DATA SUPPLIED –
···
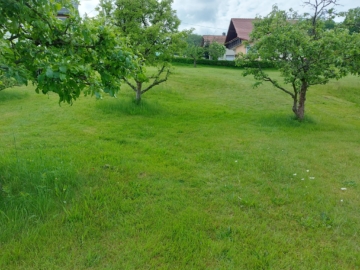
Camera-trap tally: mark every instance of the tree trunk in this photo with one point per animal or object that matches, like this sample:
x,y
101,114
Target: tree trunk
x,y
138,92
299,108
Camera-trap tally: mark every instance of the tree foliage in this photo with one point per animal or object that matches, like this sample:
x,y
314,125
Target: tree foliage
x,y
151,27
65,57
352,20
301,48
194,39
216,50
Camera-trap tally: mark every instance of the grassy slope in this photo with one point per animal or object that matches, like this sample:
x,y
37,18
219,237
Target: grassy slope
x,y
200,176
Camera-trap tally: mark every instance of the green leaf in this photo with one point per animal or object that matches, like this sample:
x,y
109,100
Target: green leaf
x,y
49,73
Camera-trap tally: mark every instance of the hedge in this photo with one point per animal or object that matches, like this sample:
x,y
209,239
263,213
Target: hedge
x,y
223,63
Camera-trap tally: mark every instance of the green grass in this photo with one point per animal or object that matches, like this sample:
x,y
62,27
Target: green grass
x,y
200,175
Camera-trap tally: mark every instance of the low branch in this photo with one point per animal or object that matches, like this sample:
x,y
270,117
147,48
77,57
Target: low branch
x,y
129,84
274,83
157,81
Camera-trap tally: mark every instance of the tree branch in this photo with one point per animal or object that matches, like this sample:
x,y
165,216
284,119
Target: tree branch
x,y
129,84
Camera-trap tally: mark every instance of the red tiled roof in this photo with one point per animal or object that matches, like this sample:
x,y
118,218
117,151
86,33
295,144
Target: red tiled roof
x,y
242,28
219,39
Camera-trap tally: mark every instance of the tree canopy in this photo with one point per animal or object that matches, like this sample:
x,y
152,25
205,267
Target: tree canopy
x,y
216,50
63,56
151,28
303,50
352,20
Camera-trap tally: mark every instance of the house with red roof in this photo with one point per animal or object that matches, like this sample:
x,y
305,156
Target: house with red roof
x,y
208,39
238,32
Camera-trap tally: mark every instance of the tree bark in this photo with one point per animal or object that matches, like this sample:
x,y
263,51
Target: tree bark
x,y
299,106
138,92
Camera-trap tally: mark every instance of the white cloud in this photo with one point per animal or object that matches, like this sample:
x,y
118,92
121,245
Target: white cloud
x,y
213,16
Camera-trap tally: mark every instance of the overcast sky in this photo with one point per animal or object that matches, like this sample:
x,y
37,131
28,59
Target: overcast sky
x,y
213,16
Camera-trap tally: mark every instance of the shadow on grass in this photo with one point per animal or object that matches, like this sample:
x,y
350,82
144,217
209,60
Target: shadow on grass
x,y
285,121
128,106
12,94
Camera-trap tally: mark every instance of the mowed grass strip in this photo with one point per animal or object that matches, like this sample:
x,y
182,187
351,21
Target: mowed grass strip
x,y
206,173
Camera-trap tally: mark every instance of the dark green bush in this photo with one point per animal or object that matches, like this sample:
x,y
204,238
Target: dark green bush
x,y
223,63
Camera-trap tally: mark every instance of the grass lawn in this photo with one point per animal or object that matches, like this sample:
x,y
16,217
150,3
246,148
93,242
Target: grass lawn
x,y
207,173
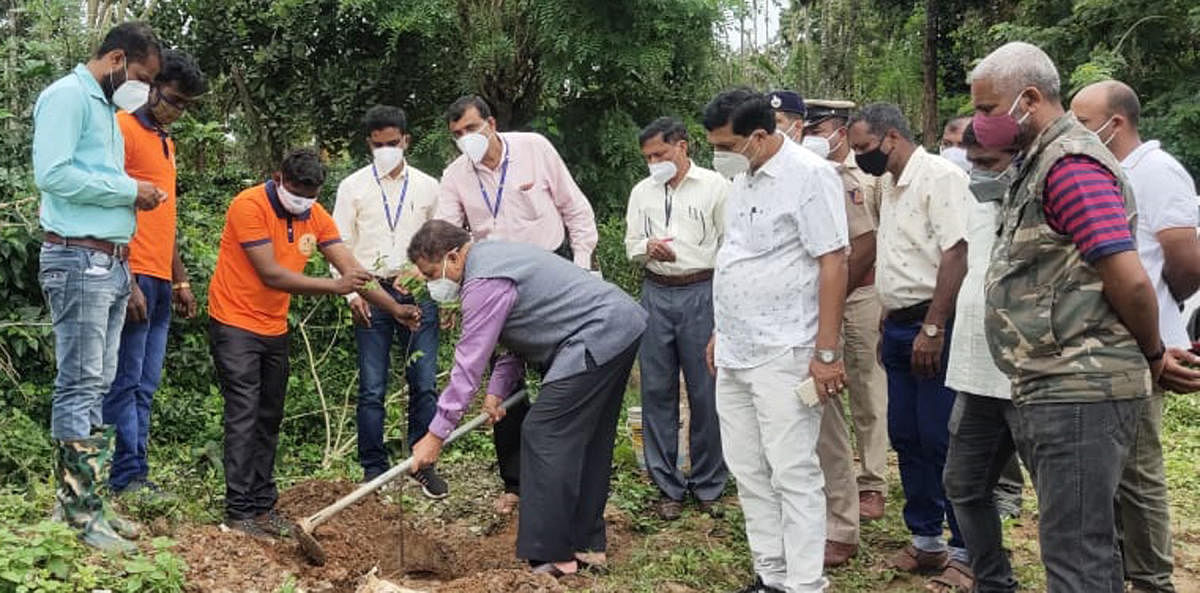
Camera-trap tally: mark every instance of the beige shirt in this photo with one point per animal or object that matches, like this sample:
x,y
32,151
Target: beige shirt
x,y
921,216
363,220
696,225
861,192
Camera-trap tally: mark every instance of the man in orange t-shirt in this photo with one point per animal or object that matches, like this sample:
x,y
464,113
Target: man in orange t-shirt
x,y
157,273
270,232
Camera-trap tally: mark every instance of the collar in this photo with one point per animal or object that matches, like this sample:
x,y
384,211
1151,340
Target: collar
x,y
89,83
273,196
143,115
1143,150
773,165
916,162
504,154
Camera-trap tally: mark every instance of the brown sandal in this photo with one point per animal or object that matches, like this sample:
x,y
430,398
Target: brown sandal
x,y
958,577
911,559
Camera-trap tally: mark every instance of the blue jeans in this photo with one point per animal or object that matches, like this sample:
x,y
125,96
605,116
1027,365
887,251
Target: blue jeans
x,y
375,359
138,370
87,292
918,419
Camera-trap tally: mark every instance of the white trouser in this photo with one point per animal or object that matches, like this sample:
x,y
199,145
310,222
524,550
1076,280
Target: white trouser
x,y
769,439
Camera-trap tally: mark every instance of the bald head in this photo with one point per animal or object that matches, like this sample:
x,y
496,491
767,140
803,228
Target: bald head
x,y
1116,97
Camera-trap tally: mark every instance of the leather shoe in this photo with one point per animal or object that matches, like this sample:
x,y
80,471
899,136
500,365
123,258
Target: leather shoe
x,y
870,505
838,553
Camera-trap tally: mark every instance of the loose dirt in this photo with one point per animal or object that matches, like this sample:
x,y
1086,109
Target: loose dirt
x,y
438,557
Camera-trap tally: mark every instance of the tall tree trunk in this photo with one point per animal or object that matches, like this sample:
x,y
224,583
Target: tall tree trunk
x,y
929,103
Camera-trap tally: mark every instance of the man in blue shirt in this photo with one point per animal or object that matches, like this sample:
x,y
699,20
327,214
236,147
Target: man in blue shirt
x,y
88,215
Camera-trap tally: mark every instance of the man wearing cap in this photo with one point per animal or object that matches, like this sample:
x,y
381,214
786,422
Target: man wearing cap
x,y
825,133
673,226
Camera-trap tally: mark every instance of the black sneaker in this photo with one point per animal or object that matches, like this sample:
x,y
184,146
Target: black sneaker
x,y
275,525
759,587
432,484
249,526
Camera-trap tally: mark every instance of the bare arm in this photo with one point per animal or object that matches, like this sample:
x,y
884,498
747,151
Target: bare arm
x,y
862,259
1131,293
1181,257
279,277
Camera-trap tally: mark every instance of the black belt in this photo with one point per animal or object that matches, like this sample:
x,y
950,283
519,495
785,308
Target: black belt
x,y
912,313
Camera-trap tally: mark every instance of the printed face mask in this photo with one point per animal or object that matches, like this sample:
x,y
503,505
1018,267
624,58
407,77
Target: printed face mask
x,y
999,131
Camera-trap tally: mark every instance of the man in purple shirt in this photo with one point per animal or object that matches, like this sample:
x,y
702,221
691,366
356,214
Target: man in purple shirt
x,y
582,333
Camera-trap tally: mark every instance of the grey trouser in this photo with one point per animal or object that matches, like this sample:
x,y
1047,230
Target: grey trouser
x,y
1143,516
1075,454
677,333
···
YOUR INSTRUCTIONS –
Copy each of the entries above precisely, and drop whatever pictures they hold.

RESPONSE TO THIS EXERCISE –
Camera-trap tally: mark every instance of the tree trunk in this photo with one point per animal or object that matches, like this sample:
x,y
101,114
Target: tree trunk
x,y
138,92
299,108
Camera-trap tally: mark every instance of the tree foliage in this photo with one point per animal or object that matches, like this sample:
x,y
314,125
Target: tree foliage
x,y
151,27
65,57
352,20
301,48
194,39
216,50
Camera-trap tally: mark every instance of the grassy slope in this photo with one point per animal or object that matches, like this sample:
x,y
37,18
219,237
Target: grassy slope
x,y
200,176
Camera-trap tally: mark every instance of the green leaf in this photo with one point per animal or object that matches, like this sample:
x,y
109,100
Target: green leaf
x,y
49,73
Camera-trap tally: mark every instance of the hedge in this photo with one point per animal or object that matches, like this sample:
x,y
209,239
263,213
Target: hedge
x,y
223,63
Camera-trap tally: mark every instance of the green grass in this photo with one point per animal or object that matches, like this sample:
x,y
62,27
Target: green grass
x,y
200,175
Camera-trap tally: mark every instance of the low branch in this photo with one point per animal or object that matches, like this sample:
x,y
270,117
147,48
77,57
Target: low branch
x,y
129,84
274,83
157,81
Camera-trap tally: mark every instance of the tree branch in this photo with one point per animal or object that matches, like this sample:
x,y
165,216
284,119
Target: tree branch
x,y
129,84
Camera-trap tally: mark every instance of the red tiled roof in this photo with one point per animal or object that matches, like this sample:
x,y
118,218
117,151
86,33
295,144
Target: red tiled roof
x,y
242,28
219,39
Camera-trap tally: mark every instance of the tree canopy in this photo with one point per animal or object that matches, like this sample:
x,y
152,25
205,267
Target: tree canopy
x,y
216,50
63,56
151,28
303,50
352,20
Camera-trap tally: mark every instance of the house with red roof in this photo with one point per animal or object that matches, like this sample:
x,y
305,156
Target: house with red roof
x,y
208,39
238,32
Camera-trap tally: mark every instance of the tree bark in this photo with one point per animal or object that matches, like this sample:
x,y
263,51
Target: tree bark
x,y
299,106
138,92
Camera-trap tally: mark every instance of the white cloud in this photo with one point per animal or object that matches, like this sample:
x,y
118,92
121,245
Target: white cloud
x,y
213,16
Camera-trap tally: mark every instance of the overcast sky in this photo with one point per animal or object that matches, like this sample:
x,y
37,131
28,59
Target: overcast sky
x,y
213,16
Camera-trap tally: mark every instance of the shadow on grass in this photo with one point per animal or object that matches, like this sample:
x,y
350,82
144,217
209,60
Target: shadow on grass
x,y
285,121
128,106
12,94
Camera-trap tally: mark every instance of the mowed grass strip in this photo with one point per animal or object that matches, like this sample:
x,y
182,187
351,21
Target: mowed grass strip
x,y
206,173
Camera-trap tally: mark every instance of the dark green bush in this photo with one point per animal or object that matches, like this sample:
x,y
204,238
Target: dark green bush
x,y
223,63
Camera-trap tally: mark every instance of the grass lawn in this photo with one point per animal or object that matches, like this sample:
x,y
16,217
150,3
246,148
93,242
Target: grass lawn
x,y
207,173
Camera-trap tally: mark every instance of the beige shirt in this photo with one point per animal or object that matches, like this sample:
x,y
32,151
Target: beige shirt
x,y
921,216
363,220
696,225
861,192
Camera-trap tally: mark every instance of the man in orange t-shirt in this photo with one point per animal or object that matches, like this sample:
x,y
464,113
Target: man in orange t-shirt
x,y
157,273
270,232
Camera-trap tally: mark every instance of the collar in this photo with one point per animal or object that matches, like this sample:
x,y
384,211
1151,340
Target: collar
x,y
89,83
273,196
143,115
1143,150
773,165
916,162
504,154
Camera-trap tally: mark every instance of the brown sandal in this photo with one point per animal or object that matches, like this sample:
x,y
430,398
Target: brown sandal
x,y
958,577
911,559
Camera-trap tally: mark every instance of the blue jeans in this photo with one point per animal or object that matches, like this sample:
x,y
125,96
605,116
1027,365
887,251
Target: blue jeans
x,y
375,359
138,370
87,292
918,419
Camera-trap tally: mark every instance of the white trouser in this photo with one point per animal or object that matches, like this sample:
x,y
199,145
310,222
524,550
1076,280
Target: white trouser
x,y
769,439
Camera-trap tally: mark every instance of the bald head in this photo with one point per animal or object that matches, like this sample:
x,y
496,491
767,140
803,228
Target: bald head
x,y
1116,97
Camera-trap tally: mark every instance of the leather shoe in this photo with one point per animal or object that matches, like this sample:
x,y
80,471
899,136
500,365
123,258
Target: leather shoe
x,y
870,505
838,553
Camera-trap tally: mark every instance of the loose dirt in this photo with one point per animal or object that matches, like this sample:
x,y
1086,109
Target: loose dirt
x,y
438,557
Camera-trap tally: mark every instance of the tall tree trunk in this photo with one point per animal or object that matches, like this sample:
x,y
224,583
Target: tall tree trunk
x,y
929,103
Camera-trap tally: mark every instance of the man in blue shirt in this photo with one point per animal or object that matches, like this sample:
x,y
699,20
327,214
236,147
Target: man in blue shirt
x,y
88,215
Camera-trap tally: mark every instance of the man wearing cap in this photo with one point per animal or object that matches, like this sample:
x,y
381,214
786,422
Target: man wearing cap
x,y
825,133
673,226
Camera-trap tally: mark every instance of the black sneaker in this photo with one point per animal or object that matches, like this sample:
x,y
184,146
Target: black sneaker
x,y
275,525
759,587
432,484
249,526
Camera-trap tally: mark every instance of the bare arm in this photo with one point per animal or object that matches, like this sample:
x,y
884,498
747,151
Target: bare arm
x,y
862,259
1131,293
1181,257
279,277
Camera-trap tally: mark every instance of the black belt in this photo with one point per animal or object that matches, like this sample:
x,y
950,283
519,495
785,308
Target: black belt
x,y
912,313
Camera-trap tally: mark every instance of the printed face mask in this photo with one point per animal or object that matches, like this sample:
x,y
503,505
1018,267
624,58
407,77
Target: printed face mask
x,y
999,131
Camera-trap tally: mark every instance of the man in purple shirt in this photo with one point per animal or object that matches, like this sample:
x,y
702,221
691,366
356,214
Target: man in purple shirt
x,y
582,333
Camera-trap tally: mark every instance of the grey trouser in this photo with one point per animal or object that matches, like this sample:
x,y
1047,230
Target: grey trouser
x,y
1143,516
1075,454
677,333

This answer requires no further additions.